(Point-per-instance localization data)
########

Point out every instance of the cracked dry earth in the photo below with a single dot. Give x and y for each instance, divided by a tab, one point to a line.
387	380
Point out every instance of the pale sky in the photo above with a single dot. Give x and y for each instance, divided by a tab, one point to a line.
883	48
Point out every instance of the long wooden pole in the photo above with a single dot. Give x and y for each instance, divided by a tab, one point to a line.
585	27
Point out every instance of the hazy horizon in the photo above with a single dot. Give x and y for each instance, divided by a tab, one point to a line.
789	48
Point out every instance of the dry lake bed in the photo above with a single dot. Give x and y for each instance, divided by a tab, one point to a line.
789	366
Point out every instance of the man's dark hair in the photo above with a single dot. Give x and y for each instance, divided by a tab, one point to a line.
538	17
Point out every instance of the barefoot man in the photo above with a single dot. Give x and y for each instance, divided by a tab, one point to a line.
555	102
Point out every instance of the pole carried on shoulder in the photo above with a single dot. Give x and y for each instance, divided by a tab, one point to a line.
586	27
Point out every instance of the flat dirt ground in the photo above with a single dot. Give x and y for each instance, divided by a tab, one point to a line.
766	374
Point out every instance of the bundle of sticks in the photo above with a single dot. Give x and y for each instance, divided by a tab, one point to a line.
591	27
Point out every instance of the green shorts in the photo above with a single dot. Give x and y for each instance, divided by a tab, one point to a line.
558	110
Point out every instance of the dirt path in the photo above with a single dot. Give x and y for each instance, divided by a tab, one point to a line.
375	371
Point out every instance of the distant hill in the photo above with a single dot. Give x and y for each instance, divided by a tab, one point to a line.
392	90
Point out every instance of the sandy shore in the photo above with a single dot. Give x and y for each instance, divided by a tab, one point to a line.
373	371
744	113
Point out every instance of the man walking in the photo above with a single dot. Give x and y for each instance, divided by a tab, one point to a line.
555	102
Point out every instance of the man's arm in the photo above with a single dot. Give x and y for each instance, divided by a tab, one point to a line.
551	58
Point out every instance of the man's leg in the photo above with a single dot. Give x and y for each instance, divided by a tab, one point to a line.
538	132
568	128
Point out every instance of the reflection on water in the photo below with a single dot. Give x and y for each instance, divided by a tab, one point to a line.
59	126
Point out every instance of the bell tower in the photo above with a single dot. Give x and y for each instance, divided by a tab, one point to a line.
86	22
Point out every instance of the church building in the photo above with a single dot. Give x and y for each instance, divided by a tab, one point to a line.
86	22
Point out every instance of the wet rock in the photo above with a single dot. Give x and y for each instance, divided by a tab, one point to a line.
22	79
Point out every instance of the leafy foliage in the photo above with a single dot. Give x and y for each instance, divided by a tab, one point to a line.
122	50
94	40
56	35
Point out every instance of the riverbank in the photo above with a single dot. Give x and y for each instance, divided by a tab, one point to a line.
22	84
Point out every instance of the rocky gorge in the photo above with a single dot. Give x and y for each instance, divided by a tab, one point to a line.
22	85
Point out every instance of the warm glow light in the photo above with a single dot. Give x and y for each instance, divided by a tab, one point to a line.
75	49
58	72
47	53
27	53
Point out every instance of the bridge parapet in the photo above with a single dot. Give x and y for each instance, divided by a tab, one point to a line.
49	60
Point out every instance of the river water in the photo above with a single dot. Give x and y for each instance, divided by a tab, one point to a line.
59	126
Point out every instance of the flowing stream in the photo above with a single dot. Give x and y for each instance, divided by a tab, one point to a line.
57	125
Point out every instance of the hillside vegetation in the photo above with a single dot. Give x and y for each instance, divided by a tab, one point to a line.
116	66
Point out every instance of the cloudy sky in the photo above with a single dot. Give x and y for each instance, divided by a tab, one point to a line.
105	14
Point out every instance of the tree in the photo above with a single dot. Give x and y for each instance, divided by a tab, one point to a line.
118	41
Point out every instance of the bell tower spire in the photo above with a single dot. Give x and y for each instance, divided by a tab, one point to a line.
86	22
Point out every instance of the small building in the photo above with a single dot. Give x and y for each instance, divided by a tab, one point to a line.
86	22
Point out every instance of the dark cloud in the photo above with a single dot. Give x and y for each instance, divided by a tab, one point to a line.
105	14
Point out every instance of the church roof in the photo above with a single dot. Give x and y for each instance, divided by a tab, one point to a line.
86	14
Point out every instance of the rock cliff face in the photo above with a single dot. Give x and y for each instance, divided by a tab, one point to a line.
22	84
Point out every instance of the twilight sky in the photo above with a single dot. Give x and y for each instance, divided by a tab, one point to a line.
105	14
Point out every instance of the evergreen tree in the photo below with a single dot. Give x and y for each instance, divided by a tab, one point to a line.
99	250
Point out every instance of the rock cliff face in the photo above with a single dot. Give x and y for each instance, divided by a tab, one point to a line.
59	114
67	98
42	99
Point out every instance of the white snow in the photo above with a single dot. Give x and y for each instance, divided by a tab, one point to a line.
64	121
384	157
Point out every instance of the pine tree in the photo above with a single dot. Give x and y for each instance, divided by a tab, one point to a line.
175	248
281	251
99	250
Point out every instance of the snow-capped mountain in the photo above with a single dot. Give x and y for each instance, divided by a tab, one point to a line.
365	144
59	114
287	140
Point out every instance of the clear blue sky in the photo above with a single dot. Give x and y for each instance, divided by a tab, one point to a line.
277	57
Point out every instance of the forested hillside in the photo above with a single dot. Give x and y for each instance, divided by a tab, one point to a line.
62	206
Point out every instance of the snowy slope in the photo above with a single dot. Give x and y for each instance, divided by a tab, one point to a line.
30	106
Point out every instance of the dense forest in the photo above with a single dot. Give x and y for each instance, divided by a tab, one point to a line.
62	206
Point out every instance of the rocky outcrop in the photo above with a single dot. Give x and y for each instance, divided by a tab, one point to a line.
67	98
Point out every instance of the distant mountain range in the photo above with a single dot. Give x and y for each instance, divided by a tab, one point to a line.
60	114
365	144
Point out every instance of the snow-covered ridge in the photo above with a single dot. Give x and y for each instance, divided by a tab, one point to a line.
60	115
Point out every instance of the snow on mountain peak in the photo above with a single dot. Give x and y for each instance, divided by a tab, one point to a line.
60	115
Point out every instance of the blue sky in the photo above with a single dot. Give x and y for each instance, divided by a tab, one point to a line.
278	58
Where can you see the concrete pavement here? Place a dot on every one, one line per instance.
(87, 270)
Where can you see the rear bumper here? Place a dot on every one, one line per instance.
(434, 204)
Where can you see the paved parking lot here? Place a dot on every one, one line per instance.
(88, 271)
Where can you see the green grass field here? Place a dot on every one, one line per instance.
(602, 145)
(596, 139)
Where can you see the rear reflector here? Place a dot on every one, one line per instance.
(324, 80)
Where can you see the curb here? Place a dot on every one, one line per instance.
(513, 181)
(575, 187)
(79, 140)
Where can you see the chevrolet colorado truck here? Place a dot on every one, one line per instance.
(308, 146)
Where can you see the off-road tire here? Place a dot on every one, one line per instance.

########

ACTIVITY
Could you reproduce every record above exactly as it stands?

WRITTEN REPLY
Point out every instance of the cracked dry earth in the photo below with a single dot. Give x and y for each instance, divided by a tab, one point to a line.
387	380
Point out every instance of the pale sky in the photo above with a single dot. Give x and y for each instance, divided by a tab, one point to a line.
883	48
Point out every instance of the long wooden pole in the photo above with a single dot. Give x and y for each instance, divided by a tab, one point to a line.
585	27
Point out every instance of the hazy horizon in the photo above with a single dot. Give x and y for each instance, divided by a tab, one point to a line.
789	48
Point out every instance of the dry lake bed in the photo above with a single dot. Give x and y for each instance, divided by a tab, one point to a line.
789	366
Point out every instance of the man's dark hair in the photo above with a single dot. Give x and y for each instance, divided by a tab, one point to a line.
538	17
Point out every instance of the barefoot man in the photo above with a single dot. Give x and y for each instance, divided by a tab, one point to a line.
555	102
Point out every instance of the pole carried on shoulder in the photo above with a single dot. Give x and y for each instance, divided by a tab, one point to a line.
586	27
Point out every instance of the flat dirt ground in the photo above with a single dot. Give x and y for each instance, divided by a tab, one point to a line.
766	374
Point out every instance of the bundle of sticks in the photo above with a single dot. Give x and y for each instance, divided by a tab, one point to a line.
591	27
Point out every instance of the green shorts in the photo above with a single dot. Give x and y for each instance, divided by a tab, one point to a line.
558	110
Point out every instance of the dirt path in the photo above with a single dot. Give x and y for each instance, divided by a tab, one point to a line.
375	371
Point out every instance of the distant hill in the photo above with a single dot. Give x and y for each instance, divided by a tab, one point to a line.
392	90
Point out every instance of the sandy shore in the photo above with a single dot. Give x and y for each instance, divided by a tab, one point to a line.
373	371
744	113
Point out every instance of the man walking in the photo above with a single dot. Give x and y for each instance, divided by a tab, one point to a line.
555	102
Point out every instance of the man's arm in the photo above with a single dot. Give x and y for each instance, divided by a tab, one point to a line.
551	58
Point out every instance of the man's leg in the photo above with a single dot. Give x and y for each instance, divided by a tab, one point to a line.
538	132
568	128
Point out every instance of the reflection on water in the photo below with a single dot. Give x and y for each instance, divided by a tab, one point to a line.
59	126
Point out every instance of the bell tower in the photo above with a single dot. Give x and y for each instance, divided by a tab, one point to a line.
86	22
Point out every instance of the church building in the photo above with a single dot. Give x and y for each instance, divided by a tab, one point to a line.
86	22
Point out every instance of the wet rock in the photo above with a single dot. Give x and y for each instance, divided by a tab, one point to a line.
22	79
Point out every instance of the leafy foliage in the photo above with a single dot. Give x and y for each instance, divided by a tab, one point to a line.
122	50
94	40
56	35
Point out every instance of the riverbank in the photo above with a single dot. Give x and y for each instance, divided by a tab, one point to a line.
22	84
Point out every instance of the rocky gorge in the photo above with a single dot. Give x and y for each instance, divided by a tab, one point to a line.
22	85
Point out every instance of the warm glow light in the photo above with a single dot. Give x and y for each instance, divided by a tab, one point to a line.
75	49
58	72
47	53
27	53
Point out every instance of the bridge parapet in the photo above with a single dot. Give x and y for each instance, divided by a tab, one point to a line.
49	60
Point out every instance of the river water in the photo above with a single dot. Give x and y for each instance, divided by a tab, one point to a line.
59	126
Point out every instance of the flowing stream in the photo above with a single dot. Give x and y for each instance, divided by a tab, one point to a line.
57	125
Point out every instance of the hillside vegetation in the photo above with a single dot. Give x and y for each instance, divided by a tab, one point to a line.
116	66
Point out every instance of the cloudy sky in the photo above with a single dot. Give x and y for each instance, divided by a tab, one point to a line.
105	14
Point out every instance of the tree in the photo above with a single dot. Give x and y for each instance, divided by a tab, one point to a line.
118	41
Point out every instance of the bell tower spire in the photo above with a single dot. Give x and y for each instance, divided by a tab, one point to a line.
86	22
Point out every instance of the small building in the photo above with a single dot. Give x and y for each instance, divided by a tab, one point to a line.
86	22
Point out every instance of the dark cloud in the photo above with a single dot. Give x and y for each instance, divided by a tab, one point to a line.
105	14
Point out every instance of the church roof in the photo above with a single dot. Give x and y for each instance, divided by a tab, one point to a line.
86	14
Point out every instance of the rock cliff face in the photo above with a single dot. Give x and y for each instance, divided by a tab, one point to a line.
22	84
Point out every instance of the twilight sky in the photo above with a single dot. Give x and y for each instance, divided by a tab, one point to a line.
105	14
Point out every instance of the evergreen tree in the photo below with a single dot. Give x and y for each instance, divided by a tab, one point to a line.
99	250
Point out every instance of the rock cliff face in the photo above with a single dot. Give x and y for each instance, divided by a tab, one point to a line.
59	114
67	98
42	99
Point out every instance of the white snow in the photo above with a single dot. Give x and y for each instance, divided by a tab, one point to a line.
64	121
384	157
Point out every instance of the pine tree in the photo above with a single dot. Give x and y for each instance, divided by a tab, one point to a line.
175	248
281	251
99	250
Point out every instance of the snow-capped mountain in the photo above with a single dot. Give x and y for each instance, divided by a tab, one point to a line.
365	144
59	114
287	140
Point out every instance of the clear blue sky in the photo above with a single dot. Give x and y for each instance, divided by a tab, one point to a line.
277	57
Point out every instance of the forested hillside in the photo above with a single dot. Give x and y for each instance, divided by a tab, one point to a line.
62	206
Point out every instance of the snowy slope in the photo above with a single dot. Give x and y for each instance, divided by a tab, one point to a line.
30	106
Point out every instance of the dense forest in the photo above with a single dot. Give x and y for each instance, divided by a tab, one point to a line.
62	206
Point out every instance of the rocky outcrop in the photo above with a single dot. Give x and y for each instance, divided by a tab, one point to a line.
67	98
Point out every instance of the distant mountain range in the photo above with a single dot. Give x and y for each instance, divided by a tab, one point to a line.
60	114
365	144
Point out every instance of the snow-covered ridge in the photo above with a single dot. Give x and y for each instance, divided by a tab, one point to a line.
60	115
Point out every instance of the snow on mountain peak in the photo above with a single dot. Give x and y for each instance, divided by a tab, one point to a line.
60	115
Point out every instance of the blue sky in the photo above with a single dot. Give x and y for each instance, divided by a tab, one point to a line.
278	58
Where can you see the concrete pavement here? Place a dot on every one, one line per instance.
(87, 270)
Where can you see the rear bumper here? Place a dot on every one, one line per instance.
(434, 204)
Where can you see the paved parking lot here? Place a dot on every one, one line per instance.
(88, 271)
Where can you see the green grass field here? Place a dot on every one, one line per instance.
(602, 145)
(596, 139)
Where can you see the rear reflector here? Place a dot on every one, one line per instance.
(324, 80)
Where can you see the curb here? Place a dot on every one, one line per instance.
(513, 181)
(575, 187)
(79, 140)
Where can you see the chevrolet colorado truck here? Place a dot on every one, one line per instance.
(308, 146)
Where can you see the off-road tire here? Place a dot on every one, one line per instance.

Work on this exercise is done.